Task description — Given the listing below, output exactly the line containing "Highlight-reel tagging: indicate the silver" and every line after it through the end.
*** Information given Section Begins ***
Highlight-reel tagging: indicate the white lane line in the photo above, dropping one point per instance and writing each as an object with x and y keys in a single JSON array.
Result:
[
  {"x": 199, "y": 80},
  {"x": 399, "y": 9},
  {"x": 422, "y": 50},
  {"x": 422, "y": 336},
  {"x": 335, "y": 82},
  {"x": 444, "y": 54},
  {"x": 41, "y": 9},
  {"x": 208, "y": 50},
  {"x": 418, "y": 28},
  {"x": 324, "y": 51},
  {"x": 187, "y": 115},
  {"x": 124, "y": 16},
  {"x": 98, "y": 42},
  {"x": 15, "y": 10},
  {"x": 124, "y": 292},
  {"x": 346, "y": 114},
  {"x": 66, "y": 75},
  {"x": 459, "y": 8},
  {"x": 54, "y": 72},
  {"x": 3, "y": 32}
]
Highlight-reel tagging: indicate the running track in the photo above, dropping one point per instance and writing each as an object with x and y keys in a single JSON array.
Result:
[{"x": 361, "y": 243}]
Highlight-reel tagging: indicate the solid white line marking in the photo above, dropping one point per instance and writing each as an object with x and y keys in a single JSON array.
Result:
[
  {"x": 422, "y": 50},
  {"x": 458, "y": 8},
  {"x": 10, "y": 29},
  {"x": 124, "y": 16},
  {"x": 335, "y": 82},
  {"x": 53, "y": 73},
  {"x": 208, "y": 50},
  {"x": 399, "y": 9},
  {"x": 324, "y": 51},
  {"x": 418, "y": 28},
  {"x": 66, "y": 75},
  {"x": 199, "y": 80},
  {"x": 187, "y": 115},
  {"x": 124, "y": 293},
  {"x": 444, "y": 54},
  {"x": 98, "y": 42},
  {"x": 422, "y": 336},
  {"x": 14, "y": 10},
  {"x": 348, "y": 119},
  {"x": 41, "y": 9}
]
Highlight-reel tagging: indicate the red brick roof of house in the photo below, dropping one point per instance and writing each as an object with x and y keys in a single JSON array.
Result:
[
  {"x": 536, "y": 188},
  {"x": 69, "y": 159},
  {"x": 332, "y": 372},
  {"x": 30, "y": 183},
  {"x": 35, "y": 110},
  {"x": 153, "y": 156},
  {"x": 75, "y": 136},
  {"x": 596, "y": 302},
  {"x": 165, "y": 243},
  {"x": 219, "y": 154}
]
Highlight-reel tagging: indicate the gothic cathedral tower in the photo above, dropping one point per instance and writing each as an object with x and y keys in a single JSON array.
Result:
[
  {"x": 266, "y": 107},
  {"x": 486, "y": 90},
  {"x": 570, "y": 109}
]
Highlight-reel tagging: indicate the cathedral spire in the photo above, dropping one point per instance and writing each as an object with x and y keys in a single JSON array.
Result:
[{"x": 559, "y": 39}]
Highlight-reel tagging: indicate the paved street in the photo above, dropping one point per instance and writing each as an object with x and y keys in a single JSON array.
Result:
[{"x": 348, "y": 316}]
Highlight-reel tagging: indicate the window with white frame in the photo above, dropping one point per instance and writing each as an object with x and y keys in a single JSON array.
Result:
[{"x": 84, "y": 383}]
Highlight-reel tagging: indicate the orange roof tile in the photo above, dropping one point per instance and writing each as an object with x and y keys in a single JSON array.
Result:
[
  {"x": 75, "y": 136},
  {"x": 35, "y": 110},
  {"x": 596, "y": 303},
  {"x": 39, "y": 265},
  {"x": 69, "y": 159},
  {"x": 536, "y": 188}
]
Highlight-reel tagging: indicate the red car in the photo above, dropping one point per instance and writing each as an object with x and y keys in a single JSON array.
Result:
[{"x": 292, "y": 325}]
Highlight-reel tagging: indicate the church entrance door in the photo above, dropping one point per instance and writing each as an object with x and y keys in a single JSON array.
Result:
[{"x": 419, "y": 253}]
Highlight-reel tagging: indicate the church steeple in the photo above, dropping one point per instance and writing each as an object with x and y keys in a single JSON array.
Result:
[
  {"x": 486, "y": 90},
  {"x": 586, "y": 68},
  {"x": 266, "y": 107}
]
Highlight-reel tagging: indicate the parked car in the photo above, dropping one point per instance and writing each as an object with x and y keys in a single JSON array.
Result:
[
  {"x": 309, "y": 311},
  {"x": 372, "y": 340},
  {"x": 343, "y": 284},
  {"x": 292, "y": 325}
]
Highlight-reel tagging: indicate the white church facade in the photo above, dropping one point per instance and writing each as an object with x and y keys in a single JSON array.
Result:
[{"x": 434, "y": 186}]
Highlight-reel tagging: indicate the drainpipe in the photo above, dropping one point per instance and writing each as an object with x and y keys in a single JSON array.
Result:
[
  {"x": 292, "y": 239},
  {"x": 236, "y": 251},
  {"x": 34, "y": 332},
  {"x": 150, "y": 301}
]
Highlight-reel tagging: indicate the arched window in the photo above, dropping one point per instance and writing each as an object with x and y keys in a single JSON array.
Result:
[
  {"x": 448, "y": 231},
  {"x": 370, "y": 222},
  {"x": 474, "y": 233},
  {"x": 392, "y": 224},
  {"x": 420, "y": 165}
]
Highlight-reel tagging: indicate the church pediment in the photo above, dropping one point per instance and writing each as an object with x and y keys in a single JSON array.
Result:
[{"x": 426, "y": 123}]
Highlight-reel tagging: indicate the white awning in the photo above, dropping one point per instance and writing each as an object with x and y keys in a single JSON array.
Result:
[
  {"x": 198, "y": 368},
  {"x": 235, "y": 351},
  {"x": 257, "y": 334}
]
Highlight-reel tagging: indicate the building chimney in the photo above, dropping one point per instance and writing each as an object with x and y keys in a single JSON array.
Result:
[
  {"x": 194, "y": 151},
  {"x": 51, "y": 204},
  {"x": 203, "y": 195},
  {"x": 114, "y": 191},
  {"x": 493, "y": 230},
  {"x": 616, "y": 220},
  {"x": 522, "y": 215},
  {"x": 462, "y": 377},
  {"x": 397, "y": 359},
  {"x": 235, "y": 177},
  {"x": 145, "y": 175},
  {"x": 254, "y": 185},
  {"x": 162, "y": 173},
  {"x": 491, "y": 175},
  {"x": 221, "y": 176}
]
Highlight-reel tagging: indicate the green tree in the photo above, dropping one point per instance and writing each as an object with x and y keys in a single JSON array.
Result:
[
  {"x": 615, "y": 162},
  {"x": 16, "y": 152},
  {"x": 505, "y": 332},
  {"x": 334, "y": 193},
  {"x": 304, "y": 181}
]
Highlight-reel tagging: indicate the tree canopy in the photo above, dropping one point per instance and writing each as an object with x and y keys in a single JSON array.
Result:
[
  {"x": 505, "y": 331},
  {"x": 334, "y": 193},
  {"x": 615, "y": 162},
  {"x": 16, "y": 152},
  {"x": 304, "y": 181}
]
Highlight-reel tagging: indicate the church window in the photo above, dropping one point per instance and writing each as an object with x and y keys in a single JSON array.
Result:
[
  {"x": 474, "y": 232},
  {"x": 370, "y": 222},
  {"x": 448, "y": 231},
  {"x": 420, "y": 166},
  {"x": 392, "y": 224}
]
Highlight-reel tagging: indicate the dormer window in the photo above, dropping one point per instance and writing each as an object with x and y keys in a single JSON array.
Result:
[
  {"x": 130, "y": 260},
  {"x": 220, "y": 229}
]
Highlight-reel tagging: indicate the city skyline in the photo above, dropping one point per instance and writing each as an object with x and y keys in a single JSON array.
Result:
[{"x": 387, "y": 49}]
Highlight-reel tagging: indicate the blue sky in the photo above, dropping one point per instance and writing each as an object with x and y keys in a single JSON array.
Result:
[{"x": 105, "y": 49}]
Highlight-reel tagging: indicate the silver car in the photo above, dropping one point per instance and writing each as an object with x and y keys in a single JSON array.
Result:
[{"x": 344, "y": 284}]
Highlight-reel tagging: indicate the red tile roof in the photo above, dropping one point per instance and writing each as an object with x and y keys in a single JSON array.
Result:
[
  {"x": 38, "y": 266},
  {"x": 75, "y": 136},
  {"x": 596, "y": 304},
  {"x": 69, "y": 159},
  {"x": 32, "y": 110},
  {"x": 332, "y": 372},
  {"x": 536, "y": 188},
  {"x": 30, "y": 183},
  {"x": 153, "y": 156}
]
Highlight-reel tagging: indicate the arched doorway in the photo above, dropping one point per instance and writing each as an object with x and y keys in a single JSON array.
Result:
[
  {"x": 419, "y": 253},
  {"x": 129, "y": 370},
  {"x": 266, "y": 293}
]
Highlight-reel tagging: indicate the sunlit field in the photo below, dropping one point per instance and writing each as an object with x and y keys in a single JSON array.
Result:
*** Information given Section Ends ***
Result of the exercise —
Highlight-reel tagging: indicate the silver car in the photo above, dropping one point per instance and writing each as an object with x and y keys in a single JSON array.
Result:
[{"x": 344, "y": 284}]
Highlight-reel tagging: indicate the red tile roof in the photo above, dropping one point per instance and writing each as an object with x and y keys in a single JSON array.
Result:
[
  {"x": 38, "y": 266},
  {"x": 75, "y": 136},
  {"x": 596, "y": 304},
  {"x": 69, "y": 159},
  {"x": 32, "y": 110},
  {"x": 332, "y": 372},
  {"x": 536, "y": 188},
  {"x": 30, "y": 183},
  {"x": 153, "y": 156}
]
Highlight-reel tagging: indicate the arched doorway in the photo above, dropping one point per instance and writing each as an object with x and y keys in a single JSON array.
Result:
[
  {"x": 419, "y": 253},
  {"x": 129, "y": 370},
  {"x": 266, "y": 293}
]
Highlight-reel tagging: indicate the sunlit field in the photo below, dropping one point per instance and writing each as an object with x and y keys in a single JSON array.
Result:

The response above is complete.